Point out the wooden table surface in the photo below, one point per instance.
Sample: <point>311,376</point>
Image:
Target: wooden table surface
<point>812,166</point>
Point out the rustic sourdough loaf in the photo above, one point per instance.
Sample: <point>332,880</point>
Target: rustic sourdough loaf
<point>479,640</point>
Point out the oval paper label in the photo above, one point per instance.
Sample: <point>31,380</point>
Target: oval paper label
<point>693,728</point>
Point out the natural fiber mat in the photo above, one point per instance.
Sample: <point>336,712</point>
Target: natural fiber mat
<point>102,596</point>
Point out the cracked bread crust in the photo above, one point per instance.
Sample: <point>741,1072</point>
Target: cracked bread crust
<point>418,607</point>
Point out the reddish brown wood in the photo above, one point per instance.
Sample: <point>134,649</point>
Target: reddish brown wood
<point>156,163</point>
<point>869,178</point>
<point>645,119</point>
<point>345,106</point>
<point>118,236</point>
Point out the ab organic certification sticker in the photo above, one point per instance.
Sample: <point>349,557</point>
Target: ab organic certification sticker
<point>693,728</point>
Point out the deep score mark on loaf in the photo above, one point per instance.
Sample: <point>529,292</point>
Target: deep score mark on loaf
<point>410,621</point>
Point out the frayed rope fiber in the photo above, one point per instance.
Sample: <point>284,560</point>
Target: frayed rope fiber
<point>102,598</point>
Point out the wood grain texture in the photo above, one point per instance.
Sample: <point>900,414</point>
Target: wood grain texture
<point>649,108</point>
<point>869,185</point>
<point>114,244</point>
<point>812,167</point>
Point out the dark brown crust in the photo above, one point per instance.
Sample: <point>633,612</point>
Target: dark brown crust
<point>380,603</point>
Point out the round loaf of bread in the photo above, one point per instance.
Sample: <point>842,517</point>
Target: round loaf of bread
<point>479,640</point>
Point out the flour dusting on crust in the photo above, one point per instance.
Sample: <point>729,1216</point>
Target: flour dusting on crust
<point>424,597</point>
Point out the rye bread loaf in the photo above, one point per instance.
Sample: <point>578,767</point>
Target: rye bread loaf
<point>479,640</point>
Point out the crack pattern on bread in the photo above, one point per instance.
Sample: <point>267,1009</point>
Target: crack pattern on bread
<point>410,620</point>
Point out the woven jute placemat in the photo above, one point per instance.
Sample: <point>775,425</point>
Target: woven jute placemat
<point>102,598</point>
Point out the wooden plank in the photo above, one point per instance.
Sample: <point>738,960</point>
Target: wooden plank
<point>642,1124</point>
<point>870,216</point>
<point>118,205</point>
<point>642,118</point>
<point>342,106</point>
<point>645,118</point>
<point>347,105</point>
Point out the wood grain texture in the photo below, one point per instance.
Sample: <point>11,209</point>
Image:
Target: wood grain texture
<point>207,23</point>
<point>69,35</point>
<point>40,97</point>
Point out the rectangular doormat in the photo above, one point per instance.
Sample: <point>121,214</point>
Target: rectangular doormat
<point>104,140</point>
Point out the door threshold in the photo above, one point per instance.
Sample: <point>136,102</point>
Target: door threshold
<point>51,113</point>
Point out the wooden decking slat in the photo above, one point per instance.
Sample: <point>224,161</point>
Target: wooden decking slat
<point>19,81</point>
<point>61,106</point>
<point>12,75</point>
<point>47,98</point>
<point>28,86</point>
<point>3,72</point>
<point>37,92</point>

^^^^^^^^^^^^^^^^

[Goal of the exercise]: Copy all of the rows above word for word.

[Task output]:
Point out the wooden table surface in the photo below, one point per instance.
Sample: <point>311,376</point>
Image:
Target: wooden table surface
<point>812,166</point>
Point out the rustic sourdough loaf in the photo above, one point per instance.
Sample: <point>332,880</point>
Target: rustic sourdough loaf
<point>479,640</point>
Point out the oval paper label in the photo above, one point per instance.
Sample: <point>31,380</point>
Target: oval paper label
<point>693,728</point>
Point out the natural fiber mat in the photo above, one point per instance.
Sample: <point>336,712</point>
Target: natural fiber mat
<point>102,596</point>
Point out the cracked bread crust in the photo above, one point per instance.
Sample: <point>741,1072</point>
Target: cracked bread crust
<point>418,607</point>
Point out the reddish brown wood in the photo above, one point per instance.
Sample: <point>134,649</point>
Target: reddish brown wood
<point>156,163</point>
<point>869,178</point>
<point>645,119</point>
<point>345,106</point>
<point>118,236</point>
Point out the ab organic certification sticker in the photo above, one point per instance.
Sample: <point>349,557</point>
Target: ab organic certification sticker
<point>693,728</point>
Point out the deep score mark on loaf in the photo above, one point per instance.
Sample: <point>529,292</point>
Target: deep score mark on loaf
<point>410,621</point>
Point out the frayed rope fiber in the photo above, one point per instance.
Sample: <point>284,560</point>
Target: frayed rope fiber
<point>102,598</point>
Point out the wood grain texture in the photo above, one point per instance.
Sample: <point>900,414</point>
Target: wood grain texture
<point>649,108</point>
<point>869,185</point>
<point>114,244</point>
<point>812,167</point>
Point out the dark brown crust in the photo above, one point per instance.
Sample: <point>633,612</point>
Target: dark brown crust
<point>380,603</point>
Point out the round loaf of bread in the photo above, one point per instance.
Sample: <point>842,517</point>
Target: round loaf of bread
<point>479,640</point>
Point out the flour dusting on crust in the photo above, one point per instance.
Sample: <point>729,1216</point>
Target: flour dusting on crust
<point>424,597</point>
Point out the rye bread loaf in the photo above, one point per instance.
Sample: <point>578,767</point>
Target: rye bread loaf
<point>479,640</point>
Point out the crack pattern on bread in the photo above, one point per instance.
Sample: <point>267,1009</point>
Target: crack pattern on bread
<point>410,620</point>
Point out the woven jute placemat in the photo above, one point per instance.
Sample: <point>775,425</point>
Target: woven jute placemat
<point>102,598</point>
Point out the wooden plank in the photo above, one point per instance.
Sample: <point>738,960</point>
Target: wooden plank
<point>642,1124</point>
<point>870,216</point>
<point>118,205</point>
<point>642,118</point>
<point>342,106</point>
<point>645,118</point>
<point>347,105</point>
Point out the wood grain texture in the photo below, one point per instance.
Sample: <point>11,209</point>
Image:
Target: wood grain texture
<point>207,23</point>
<point>69,35</point>
<point>40,97</point>
Point out the rectangular doormat in the photo above, one point per instance.
Sample: <point>121,214</point>
Target: rectangular doormat
<point>104,140</point>
Point out the door threshold in the photo above, one point per instance.
Sample: <point>136,102</point>
Target: door threshold
<point>51,113</point>
Point out the wooden decking slat in the photo above, one point per instance.
Sample: <point>224,161</point>
Target: wooden decking slat
<point>19,81</point>
<point>61,106</point>
<point>12,75</point>
<point>47,98</point>
<point>28,86</point>
<point>3,72</point>
<point>37,92</point>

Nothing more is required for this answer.